What the task requires: Would you please repeat the data exactly as given?

Region pointing data:
-------

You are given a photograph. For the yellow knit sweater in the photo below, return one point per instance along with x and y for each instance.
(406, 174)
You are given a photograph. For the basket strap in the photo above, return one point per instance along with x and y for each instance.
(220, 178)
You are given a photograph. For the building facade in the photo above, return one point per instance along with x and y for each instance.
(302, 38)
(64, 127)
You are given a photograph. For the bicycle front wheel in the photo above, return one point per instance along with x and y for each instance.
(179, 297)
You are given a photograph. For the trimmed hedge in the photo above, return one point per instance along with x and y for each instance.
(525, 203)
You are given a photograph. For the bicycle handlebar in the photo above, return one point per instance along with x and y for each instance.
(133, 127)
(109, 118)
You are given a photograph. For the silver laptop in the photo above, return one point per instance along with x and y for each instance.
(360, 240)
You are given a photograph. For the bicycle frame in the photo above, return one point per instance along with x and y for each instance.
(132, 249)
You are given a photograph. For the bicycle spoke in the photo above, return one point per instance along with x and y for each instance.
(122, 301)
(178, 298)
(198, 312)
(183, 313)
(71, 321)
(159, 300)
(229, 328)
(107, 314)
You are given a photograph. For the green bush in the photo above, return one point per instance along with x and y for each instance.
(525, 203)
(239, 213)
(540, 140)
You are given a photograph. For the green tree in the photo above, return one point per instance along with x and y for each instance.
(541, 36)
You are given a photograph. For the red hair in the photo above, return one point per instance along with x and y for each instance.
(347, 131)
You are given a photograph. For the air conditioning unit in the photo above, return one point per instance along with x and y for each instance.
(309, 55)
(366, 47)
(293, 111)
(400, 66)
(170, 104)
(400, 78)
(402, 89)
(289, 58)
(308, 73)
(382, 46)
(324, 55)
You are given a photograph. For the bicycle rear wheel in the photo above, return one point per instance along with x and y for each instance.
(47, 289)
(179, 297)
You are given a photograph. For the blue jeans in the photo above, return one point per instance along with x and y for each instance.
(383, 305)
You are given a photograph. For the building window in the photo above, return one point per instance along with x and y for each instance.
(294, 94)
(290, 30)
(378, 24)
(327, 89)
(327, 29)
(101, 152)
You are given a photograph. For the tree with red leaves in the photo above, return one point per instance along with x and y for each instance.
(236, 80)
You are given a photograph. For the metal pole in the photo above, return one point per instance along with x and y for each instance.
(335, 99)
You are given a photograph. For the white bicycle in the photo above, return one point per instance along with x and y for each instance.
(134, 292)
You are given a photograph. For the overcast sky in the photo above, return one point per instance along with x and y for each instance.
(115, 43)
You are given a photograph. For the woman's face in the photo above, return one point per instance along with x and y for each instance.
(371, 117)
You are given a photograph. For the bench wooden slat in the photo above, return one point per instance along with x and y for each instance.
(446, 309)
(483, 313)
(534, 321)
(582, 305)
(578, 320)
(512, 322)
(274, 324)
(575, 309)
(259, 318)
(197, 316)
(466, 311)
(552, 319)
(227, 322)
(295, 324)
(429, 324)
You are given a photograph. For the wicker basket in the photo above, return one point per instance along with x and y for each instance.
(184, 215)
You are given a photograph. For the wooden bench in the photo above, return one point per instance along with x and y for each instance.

-------

Answer:
You are given a photograph. For the yellow knit sweater in the photo below, return one point per instance along with x and y for each instance.
(406, 174)
You are given a photograph. For the basket strap in the photo above, return one point per instance along with x and y for each instance.
(220, 178)
You are given a photograph. For the building facade in the photo above, return one point per instance along with x and y for each instance.
(302, 38)
(64, 127)
You are given a photograph. For the bicycle front wheel in the photo above, return one point per instance along with x and y for each instance.
(179, 297)
You are given a photograph. For the trimmed hedge in the photo above, return one point per instance along with x and y for each instance.
(525, 203)
You are given a photograph. For the bicycle handlebar in the photo above, return one point per instance along with x and y for each instance.
(133, 127)
(109, 118)
You are given a photograph. For the silver laptop in the photo above, return one point per instance along with x and y for each instance.
(360, 240)
You are given a photograph. For the bicycle frame in the photo above, return one point per instance along with x and y for each instance.
(132, 249)
You are given a photograph. For the bicycle spoke in the photo above, return one point per instance along with x and y for each instance.
(122, 301)
(178, 298)
(198, 312)
(183, 313)
(71, 321)
(159, 300)
(229, 328)
(107, 314)
You are given a photograph. For the green bush in the photo above, return one point per instance along with x and y for each instance.
(525, 203)
(239, 213)
(540, 140)
You are given a photograph. For the green tree in the photo above, return one point per instance along with x and y for each instance.
(541, 36)
You are given a photograph. For the red hair in the photo above, return one point per instance along with x and y for each instance.
(347, 131)
You are given a photograph. For the air conditioning unit in the photo above, return one point per instance along with x and y for each instance.
(309, 55)
(366, 47)
(293, 111)
(400, 66)
(170, 104)
(400, 78)
(402, 89)
(289, 58)
(308, 73)
(382, 46)
(324, 55)
You are given a photograph. For the bicycle rear wheel in the photo above, return one point per instance along with x and y for each instance.
(47, 289)
(179, 297)
You are given a photograph. For the blue jeans in the photo above, return one point per instance along with x and y for each instance.
(383, 305)
You are given a photograph. For the building window in the photo above, return one point per instance along with x and y for each instance.
(294, 94)
(290, 30)
(378, 24)
(327, 89)
(327, 29)
(101, 152)
You are given a photograph. For the tree with red leaves in the photo above, return one point per instance along with x and y for each instance.
(236, 80)
You are given a photograph. For the metal pole in the photo above, return one point per instance along with x and y for each instance.
(335, 99)
You are given a photograph. For the white bicycle in the photo above, return one point per instance along with x and y for each instance.
(134, 292)
You are given a photograph. For the overcast sky in the photo above, return one point per instance along with x and y for each instance.
(115, 43)
You are given a photograph. For the woman's face in the photo above, return one point per instance along with x and y for each instance.
(371, 117)
You are given a photograph. For the bench wooden slat in the photo above, return one point per instance along with x and y for each instance.
(446, 309)
(483, 313)
(534, 321)
(582, 305)
(578, 320)
(512, 322)
(274, 324)
(575, 309)
(259, 318)
(197, 316)
(466, 311)
(552, 319)
(227, 322)
(295, 324)
(429, 324)
You are given a photograph. For the wicker basket in the photo above, return one point per instance along with x and y for each instance.
(184, 215)
You are given a photograph. For the wooden bench in the photo above, return one point per instance along with x and y for each instance.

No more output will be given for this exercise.